-- Begin Material provided --

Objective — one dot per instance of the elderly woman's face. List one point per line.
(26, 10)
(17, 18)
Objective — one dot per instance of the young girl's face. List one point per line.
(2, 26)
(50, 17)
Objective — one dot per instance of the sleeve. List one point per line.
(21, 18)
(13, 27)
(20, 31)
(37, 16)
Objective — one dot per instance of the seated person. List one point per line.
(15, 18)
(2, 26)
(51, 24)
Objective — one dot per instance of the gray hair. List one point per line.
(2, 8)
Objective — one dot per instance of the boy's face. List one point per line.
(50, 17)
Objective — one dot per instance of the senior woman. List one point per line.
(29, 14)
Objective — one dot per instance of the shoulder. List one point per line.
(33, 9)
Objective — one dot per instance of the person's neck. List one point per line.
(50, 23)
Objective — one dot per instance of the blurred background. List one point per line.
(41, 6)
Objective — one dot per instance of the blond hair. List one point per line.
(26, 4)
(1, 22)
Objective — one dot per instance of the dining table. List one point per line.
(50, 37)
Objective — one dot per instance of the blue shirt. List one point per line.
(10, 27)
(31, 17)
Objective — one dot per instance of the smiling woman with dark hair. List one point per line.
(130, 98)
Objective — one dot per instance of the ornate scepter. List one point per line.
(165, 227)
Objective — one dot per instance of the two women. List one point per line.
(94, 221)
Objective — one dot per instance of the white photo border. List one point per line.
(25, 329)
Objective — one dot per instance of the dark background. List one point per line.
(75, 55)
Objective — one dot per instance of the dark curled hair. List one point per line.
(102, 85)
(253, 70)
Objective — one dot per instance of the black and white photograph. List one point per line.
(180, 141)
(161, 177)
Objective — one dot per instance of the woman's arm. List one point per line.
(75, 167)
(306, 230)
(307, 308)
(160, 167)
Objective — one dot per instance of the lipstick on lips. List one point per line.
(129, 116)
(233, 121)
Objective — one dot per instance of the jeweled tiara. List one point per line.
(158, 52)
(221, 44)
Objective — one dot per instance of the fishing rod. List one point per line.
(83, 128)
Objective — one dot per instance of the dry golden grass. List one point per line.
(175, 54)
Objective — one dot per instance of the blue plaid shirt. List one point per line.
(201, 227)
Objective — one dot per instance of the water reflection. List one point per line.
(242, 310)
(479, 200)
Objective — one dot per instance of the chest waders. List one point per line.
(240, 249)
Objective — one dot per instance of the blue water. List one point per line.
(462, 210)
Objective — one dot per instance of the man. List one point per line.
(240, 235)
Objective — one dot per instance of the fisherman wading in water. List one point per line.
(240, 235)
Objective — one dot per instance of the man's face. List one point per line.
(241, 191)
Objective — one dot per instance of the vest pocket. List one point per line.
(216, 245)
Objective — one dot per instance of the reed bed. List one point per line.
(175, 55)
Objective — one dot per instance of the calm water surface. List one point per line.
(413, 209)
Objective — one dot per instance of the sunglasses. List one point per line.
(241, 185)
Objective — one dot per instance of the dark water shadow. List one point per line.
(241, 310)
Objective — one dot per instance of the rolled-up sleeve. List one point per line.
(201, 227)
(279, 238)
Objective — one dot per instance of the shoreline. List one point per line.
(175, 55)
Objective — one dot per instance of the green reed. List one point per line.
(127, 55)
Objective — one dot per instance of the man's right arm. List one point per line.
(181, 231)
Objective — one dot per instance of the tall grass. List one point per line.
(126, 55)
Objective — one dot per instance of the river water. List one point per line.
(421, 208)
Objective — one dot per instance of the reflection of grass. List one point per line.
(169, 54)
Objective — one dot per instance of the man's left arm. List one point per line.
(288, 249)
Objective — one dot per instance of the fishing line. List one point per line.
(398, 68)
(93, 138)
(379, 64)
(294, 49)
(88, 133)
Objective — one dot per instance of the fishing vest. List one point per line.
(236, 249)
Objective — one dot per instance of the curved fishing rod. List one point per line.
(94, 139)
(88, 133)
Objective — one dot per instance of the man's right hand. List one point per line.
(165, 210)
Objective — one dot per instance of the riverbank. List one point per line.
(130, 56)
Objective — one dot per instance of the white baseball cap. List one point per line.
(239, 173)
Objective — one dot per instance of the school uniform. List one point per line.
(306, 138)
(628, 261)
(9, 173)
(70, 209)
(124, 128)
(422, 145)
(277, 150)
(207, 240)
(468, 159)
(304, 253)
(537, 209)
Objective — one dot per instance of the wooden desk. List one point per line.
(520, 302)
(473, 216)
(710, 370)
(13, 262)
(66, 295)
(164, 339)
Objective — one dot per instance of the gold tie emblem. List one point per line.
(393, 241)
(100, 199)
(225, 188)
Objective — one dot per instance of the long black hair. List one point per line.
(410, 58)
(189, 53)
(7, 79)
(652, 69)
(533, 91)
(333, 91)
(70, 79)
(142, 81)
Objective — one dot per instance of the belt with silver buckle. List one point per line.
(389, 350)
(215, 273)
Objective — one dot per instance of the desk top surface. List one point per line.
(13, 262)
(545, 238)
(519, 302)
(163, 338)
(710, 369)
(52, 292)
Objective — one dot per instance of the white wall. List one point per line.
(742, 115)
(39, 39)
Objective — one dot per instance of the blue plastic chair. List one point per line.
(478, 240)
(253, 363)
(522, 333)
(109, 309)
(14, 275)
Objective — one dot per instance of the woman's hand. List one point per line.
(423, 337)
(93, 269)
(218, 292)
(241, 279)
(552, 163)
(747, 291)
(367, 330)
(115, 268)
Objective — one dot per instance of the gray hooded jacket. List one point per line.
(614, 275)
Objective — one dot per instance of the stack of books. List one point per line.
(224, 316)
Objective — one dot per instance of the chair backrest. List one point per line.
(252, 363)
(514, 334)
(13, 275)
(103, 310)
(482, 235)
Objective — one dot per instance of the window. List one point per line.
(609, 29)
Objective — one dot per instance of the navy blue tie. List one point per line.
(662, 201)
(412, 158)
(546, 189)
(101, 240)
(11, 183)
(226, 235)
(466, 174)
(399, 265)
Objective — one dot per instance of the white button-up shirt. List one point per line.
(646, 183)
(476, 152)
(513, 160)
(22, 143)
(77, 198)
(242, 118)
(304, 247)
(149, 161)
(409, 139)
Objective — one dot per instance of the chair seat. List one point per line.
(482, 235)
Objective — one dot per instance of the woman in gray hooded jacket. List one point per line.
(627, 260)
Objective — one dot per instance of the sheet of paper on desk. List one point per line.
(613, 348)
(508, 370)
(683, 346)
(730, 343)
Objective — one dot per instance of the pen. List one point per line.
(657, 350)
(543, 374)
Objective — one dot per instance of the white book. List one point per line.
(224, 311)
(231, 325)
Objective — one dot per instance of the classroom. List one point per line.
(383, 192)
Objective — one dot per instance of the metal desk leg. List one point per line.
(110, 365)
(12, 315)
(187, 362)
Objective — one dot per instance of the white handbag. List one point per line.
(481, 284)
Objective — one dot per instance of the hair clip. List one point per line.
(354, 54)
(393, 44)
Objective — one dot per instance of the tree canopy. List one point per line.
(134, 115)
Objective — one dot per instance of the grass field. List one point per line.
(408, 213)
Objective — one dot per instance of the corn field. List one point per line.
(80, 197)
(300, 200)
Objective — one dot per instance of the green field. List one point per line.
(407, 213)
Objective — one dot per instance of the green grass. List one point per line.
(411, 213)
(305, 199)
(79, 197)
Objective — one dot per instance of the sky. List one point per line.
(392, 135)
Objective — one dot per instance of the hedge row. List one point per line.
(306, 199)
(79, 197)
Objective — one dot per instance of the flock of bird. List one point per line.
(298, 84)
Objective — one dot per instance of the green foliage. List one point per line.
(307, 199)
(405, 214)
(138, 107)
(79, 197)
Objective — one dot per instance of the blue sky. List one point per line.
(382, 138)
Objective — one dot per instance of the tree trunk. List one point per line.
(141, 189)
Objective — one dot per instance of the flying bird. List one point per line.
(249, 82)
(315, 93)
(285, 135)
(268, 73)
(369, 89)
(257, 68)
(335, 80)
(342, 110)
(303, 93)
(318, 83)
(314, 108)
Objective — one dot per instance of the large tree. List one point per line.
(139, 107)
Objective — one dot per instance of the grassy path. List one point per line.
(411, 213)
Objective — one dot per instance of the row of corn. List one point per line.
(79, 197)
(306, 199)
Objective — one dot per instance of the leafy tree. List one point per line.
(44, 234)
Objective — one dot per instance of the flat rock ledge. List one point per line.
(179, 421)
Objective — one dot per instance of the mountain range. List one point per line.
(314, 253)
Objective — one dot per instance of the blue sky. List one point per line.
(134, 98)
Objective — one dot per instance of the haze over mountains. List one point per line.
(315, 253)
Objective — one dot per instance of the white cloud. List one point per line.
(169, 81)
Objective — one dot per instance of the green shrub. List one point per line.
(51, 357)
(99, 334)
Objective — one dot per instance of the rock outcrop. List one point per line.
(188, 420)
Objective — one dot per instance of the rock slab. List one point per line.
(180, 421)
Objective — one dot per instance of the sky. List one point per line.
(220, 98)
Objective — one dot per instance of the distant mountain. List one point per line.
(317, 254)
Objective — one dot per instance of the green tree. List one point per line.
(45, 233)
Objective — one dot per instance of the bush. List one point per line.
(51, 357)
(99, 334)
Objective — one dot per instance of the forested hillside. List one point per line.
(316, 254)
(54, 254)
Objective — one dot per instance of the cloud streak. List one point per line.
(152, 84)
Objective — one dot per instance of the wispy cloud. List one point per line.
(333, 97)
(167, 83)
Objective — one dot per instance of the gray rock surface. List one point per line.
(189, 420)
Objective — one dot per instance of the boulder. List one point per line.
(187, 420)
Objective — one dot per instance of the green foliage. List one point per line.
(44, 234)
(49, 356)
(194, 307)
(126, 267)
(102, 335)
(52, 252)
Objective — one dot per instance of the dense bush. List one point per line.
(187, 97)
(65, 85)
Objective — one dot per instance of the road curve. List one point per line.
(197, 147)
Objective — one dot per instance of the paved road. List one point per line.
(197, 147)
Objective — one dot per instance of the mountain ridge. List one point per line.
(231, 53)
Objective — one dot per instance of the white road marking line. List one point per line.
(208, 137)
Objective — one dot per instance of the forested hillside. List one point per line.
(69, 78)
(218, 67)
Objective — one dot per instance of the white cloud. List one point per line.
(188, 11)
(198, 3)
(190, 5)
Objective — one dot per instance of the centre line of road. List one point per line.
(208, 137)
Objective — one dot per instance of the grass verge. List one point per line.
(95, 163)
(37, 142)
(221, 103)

-- End Material provided --

> _Request_:
In the listing above, find the line containing "Objective — one dot per instance of the distant", then reproduce it and each line after it through the end, exactly and with nothing added.

> _Output of the exercise_:
Objective — one dot per instance of the distant mountain. List one point per line.
(317, 254)
Objective — one dot per instance of the green tree. List one point per line.
(45, 233)
Objective — one dot per instance of the bush. List one point per line.
(51, 357)
(99, 334)
Objective — one dot per instance of the forested hillside. List one point per line.
(316, 254)
(54, 254)
Objective — one dot per instance of the cloud streak. List one point per line.
(152, 84)
Objective — one dot per instance of the wispy cloud. List one point per line.
(333, 97)
(167, 83)
Objective — one dot per instance of the gray rock surface. List one point per line.
(189, 420)
Objective — one dot per instance of the boulder. List one point per line.
(187, 420)
Objective — one dot per instance of the green foliage. List one point per line.
(44, 234)
(49, 356)
(194, 307)
(126, 267)
(102, 335)
(52, 252)
Objective — one dot per instance of the dense bush. List one point per line.
(187, 97)
(65, 85)
Objective — one dot per instance of the road curve. List one point per line.
(197, 147)
Objective — one dot per instance of the paved road. List one point per line.
(197, 147)
Objective — one dot per instance of the mountain ridge. List one point per line.
(231, 53)
Objective — one dot per instance of the white road marking line. List one point per line.
(208, 137)
Objective — one dot per instance of the forested hillside. List one point per line.
(69, 78)
(218, 67)
Objective — one dot per instance of the white cloud. List one point per line.
(188, 11)
(198, 3)
(190, 5)
Objective — one dot per instance of the centre line of road. List one point per line.
(208, 137)
Objective — one dot per instance of the grass verge. List one point per line.
(95, 163)
(37, 142)
(221, 103)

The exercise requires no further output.